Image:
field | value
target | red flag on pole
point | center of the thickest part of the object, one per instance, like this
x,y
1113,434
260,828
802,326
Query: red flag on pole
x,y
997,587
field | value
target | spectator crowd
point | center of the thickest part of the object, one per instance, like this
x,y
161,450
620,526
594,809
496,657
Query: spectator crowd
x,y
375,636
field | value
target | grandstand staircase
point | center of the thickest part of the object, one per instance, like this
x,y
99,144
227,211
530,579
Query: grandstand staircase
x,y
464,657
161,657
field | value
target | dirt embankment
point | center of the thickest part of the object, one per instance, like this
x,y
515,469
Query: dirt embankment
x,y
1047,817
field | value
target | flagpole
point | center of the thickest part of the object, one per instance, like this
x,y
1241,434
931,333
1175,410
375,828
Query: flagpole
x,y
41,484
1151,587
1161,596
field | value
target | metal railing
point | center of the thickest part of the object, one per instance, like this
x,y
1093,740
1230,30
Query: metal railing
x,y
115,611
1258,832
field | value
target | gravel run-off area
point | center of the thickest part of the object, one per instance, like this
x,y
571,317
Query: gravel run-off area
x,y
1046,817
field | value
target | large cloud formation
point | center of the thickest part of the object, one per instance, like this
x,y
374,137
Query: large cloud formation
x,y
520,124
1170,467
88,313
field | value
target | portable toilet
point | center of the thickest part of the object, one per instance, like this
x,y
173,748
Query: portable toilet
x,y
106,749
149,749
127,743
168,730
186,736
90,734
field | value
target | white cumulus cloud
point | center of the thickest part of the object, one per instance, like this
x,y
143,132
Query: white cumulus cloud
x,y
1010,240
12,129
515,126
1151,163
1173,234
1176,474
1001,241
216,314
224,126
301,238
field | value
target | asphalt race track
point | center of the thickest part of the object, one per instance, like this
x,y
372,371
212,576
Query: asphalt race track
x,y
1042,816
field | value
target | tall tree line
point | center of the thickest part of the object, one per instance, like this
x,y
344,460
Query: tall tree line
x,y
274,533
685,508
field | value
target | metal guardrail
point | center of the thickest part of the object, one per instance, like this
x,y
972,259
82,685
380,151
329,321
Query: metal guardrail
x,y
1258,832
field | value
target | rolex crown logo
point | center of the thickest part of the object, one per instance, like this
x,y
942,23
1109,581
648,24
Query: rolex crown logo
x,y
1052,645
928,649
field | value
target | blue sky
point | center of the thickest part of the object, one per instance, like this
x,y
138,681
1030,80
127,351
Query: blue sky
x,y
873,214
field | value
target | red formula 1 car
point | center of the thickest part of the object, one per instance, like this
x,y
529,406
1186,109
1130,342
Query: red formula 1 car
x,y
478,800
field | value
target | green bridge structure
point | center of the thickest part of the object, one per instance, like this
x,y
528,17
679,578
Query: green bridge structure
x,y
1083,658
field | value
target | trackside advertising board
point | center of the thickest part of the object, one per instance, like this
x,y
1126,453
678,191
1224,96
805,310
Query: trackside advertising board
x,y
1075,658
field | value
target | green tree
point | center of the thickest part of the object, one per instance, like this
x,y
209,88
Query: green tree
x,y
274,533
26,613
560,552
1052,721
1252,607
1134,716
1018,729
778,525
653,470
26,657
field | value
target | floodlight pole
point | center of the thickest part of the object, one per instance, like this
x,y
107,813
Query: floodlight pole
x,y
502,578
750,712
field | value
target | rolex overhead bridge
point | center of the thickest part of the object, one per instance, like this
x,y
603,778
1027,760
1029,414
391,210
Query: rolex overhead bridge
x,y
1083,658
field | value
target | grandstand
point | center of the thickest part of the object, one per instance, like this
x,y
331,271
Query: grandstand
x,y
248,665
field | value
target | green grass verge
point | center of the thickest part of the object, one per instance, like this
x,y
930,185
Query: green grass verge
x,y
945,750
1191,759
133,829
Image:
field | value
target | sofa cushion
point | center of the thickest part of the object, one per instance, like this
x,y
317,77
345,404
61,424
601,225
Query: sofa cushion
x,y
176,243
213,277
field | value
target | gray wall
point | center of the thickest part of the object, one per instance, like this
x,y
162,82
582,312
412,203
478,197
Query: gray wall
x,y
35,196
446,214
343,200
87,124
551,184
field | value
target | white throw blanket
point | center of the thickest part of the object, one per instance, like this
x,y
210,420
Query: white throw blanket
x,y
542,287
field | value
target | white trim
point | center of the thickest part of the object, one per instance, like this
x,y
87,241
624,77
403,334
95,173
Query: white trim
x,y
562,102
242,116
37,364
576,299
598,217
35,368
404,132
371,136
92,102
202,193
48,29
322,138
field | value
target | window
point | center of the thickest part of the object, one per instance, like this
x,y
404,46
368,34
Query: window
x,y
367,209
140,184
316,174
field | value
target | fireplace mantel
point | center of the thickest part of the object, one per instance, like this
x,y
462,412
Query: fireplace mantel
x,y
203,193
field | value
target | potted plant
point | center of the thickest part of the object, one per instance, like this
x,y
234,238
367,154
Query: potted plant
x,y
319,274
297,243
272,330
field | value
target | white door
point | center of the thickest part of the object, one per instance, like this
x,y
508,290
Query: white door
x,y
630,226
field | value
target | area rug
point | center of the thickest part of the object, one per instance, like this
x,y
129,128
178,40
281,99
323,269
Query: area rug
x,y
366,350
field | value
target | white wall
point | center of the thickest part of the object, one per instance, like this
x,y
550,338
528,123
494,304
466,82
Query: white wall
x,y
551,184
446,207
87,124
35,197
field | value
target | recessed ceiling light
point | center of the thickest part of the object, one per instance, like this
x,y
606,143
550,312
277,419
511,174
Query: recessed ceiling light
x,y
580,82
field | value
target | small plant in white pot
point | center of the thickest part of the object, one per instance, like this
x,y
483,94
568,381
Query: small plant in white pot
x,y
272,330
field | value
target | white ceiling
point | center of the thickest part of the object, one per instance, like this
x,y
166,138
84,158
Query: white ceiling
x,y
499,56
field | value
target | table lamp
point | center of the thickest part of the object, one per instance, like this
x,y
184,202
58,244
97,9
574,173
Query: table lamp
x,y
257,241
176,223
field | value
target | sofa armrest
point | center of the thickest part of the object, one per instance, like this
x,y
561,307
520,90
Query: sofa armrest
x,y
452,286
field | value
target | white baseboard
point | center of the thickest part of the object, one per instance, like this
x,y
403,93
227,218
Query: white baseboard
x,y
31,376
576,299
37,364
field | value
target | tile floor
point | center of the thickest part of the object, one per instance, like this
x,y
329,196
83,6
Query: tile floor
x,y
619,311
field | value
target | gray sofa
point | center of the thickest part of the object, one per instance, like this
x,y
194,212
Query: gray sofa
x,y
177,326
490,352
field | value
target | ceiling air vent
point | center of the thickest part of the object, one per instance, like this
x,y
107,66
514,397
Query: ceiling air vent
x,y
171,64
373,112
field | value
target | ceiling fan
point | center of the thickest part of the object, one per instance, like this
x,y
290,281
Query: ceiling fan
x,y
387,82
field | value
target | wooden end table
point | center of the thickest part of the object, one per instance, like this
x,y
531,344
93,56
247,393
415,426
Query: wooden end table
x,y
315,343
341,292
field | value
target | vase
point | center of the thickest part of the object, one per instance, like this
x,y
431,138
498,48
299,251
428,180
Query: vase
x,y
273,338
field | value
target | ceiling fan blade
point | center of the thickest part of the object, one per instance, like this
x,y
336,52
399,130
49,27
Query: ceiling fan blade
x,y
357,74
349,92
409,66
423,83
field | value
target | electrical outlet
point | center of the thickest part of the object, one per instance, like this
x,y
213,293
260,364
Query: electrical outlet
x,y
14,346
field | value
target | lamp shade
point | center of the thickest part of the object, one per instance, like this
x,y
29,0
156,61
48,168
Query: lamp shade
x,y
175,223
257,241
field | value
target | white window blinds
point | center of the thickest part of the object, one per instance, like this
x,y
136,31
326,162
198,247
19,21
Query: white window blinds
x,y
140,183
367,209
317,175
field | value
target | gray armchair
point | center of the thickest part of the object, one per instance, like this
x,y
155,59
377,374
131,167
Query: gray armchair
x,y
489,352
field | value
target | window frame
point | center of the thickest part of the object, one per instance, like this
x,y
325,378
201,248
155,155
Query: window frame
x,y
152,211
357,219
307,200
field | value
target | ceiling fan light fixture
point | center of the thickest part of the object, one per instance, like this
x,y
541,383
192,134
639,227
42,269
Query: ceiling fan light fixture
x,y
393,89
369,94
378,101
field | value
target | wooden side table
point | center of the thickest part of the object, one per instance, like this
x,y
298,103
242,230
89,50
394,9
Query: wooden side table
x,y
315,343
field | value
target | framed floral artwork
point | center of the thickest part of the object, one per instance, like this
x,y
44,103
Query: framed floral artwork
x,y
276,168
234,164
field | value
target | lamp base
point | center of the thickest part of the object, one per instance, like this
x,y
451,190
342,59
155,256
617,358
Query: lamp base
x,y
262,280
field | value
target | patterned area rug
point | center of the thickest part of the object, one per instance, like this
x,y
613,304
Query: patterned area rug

### [Stated exercise]
Return every line of the listing above in which the word "area" appears, copying each such line in full.

### [Response below]
target | gravel run-off area
Query: gravel run-off area
target | area rug
Query: area rug
target | patterned area rug
Query: patterned area rug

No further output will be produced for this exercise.